### EXERCISE GOAL
How many lines in the records below contain the word "blue"? State only that number.

### SOURCE MATERIAL
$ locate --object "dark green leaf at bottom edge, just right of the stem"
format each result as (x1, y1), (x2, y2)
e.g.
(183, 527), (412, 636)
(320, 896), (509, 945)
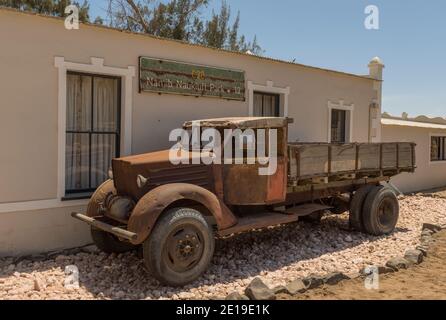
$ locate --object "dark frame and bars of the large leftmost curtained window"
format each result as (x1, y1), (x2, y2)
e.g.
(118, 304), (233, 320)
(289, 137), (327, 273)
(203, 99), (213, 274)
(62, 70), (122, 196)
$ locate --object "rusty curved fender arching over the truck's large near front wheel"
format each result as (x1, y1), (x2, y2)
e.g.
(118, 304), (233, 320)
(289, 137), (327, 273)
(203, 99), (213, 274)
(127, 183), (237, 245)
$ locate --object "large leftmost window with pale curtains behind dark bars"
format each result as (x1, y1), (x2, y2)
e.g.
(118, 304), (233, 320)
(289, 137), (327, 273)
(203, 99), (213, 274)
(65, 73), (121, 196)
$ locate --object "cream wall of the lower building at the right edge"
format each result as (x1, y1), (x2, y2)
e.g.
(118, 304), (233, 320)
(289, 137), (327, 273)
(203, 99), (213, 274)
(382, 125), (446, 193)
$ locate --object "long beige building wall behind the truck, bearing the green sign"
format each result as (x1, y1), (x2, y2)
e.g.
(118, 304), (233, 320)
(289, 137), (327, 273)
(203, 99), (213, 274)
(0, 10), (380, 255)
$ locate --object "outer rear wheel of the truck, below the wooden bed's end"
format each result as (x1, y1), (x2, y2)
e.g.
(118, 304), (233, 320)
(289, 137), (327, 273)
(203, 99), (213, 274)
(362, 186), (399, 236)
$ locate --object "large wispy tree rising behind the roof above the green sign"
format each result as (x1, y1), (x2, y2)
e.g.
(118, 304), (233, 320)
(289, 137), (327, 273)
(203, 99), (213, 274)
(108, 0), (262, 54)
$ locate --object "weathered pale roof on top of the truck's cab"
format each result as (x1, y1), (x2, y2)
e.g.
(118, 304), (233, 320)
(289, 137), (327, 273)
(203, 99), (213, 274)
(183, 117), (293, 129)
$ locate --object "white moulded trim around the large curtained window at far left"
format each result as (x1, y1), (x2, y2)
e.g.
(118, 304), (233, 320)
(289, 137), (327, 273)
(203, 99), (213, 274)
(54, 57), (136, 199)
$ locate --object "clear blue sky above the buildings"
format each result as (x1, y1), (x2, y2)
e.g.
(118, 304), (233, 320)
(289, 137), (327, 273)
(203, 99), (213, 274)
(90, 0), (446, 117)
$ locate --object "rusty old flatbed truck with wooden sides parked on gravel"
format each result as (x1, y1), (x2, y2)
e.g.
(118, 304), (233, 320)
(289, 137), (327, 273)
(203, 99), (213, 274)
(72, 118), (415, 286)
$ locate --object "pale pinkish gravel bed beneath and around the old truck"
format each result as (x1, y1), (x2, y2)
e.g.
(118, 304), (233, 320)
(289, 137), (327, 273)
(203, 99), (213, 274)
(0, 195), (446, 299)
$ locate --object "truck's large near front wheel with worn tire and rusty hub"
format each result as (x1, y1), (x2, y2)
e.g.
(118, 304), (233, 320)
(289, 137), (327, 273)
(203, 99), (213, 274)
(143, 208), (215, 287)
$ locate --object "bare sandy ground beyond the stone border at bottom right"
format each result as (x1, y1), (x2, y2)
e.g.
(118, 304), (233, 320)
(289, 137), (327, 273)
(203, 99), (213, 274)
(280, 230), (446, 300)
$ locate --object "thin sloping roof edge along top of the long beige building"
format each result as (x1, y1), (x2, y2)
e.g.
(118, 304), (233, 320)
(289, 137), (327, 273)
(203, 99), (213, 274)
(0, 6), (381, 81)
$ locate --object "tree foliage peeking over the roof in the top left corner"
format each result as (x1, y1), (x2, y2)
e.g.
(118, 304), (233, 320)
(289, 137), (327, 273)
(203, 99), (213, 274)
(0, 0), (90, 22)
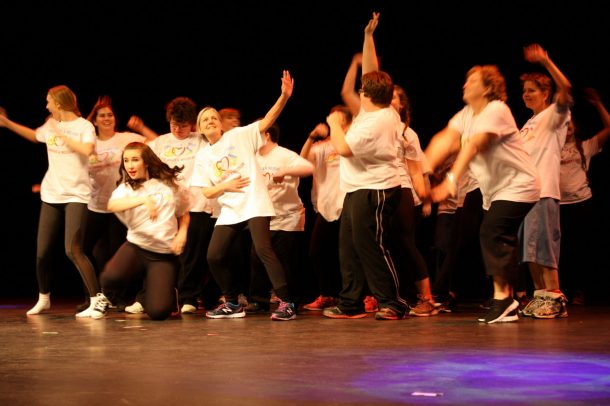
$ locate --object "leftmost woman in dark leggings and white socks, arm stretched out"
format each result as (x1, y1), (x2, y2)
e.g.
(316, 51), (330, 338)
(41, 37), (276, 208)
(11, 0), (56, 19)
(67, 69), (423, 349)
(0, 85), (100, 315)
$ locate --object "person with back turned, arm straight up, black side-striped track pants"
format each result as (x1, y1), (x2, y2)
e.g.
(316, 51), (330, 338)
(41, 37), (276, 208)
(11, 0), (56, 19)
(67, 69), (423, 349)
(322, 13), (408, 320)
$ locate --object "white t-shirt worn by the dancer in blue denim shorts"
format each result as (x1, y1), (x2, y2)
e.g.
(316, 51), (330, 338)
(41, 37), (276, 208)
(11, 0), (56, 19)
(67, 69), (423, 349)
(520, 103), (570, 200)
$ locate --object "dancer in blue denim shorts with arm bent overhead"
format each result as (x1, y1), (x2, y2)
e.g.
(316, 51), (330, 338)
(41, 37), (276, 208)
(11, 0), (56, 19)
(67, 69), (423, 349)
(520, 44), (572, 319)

...

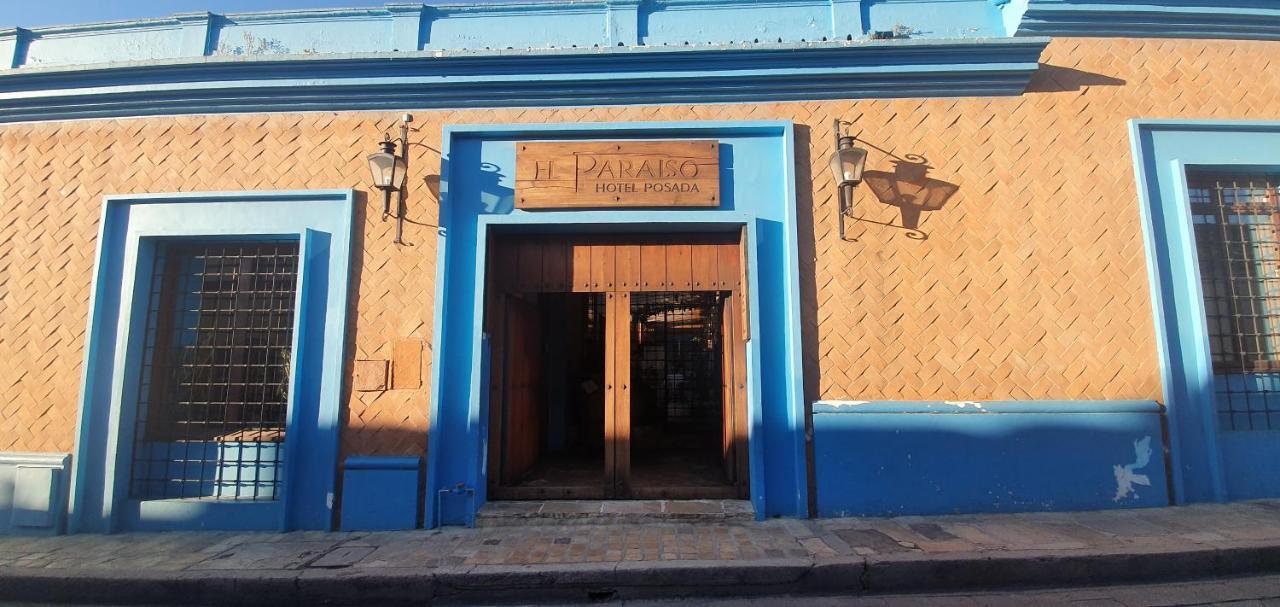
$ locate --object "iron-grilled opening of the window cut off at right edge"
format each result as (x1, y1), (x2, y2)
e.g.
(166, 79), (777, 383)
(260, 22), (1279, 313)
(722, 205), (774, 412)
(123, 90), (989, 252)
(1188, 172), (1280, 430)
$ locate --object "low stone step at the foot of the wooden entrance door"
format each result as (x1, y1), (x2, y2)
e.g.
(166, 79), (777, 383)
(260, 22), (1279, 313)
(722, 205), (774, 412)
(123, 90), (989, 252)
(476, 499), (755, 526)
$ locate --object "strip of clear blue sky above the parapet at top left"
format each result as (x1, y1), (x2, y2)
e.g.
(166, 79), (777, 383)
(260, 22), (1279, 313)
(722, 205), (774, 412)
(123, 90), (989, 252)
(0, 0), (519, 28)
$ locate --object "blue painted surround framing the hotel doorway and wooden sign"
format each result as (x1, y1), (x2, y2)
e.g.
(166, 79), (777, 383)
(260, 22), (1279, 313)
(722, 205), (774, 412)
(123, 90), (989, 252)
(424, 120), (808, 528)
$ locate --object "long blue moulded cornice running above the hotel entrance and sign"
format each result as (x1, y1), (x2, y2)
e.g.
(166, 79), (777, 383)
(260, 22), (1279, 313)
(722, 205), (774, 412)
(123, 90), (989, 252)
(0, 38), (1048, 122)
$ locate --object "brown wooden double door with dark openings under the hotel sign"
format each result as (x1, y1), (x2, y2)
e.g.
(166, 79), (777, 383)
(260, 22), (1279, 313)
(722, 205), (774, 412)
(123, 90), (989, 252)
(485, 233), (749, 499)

### EXERCISE RESPONSE
6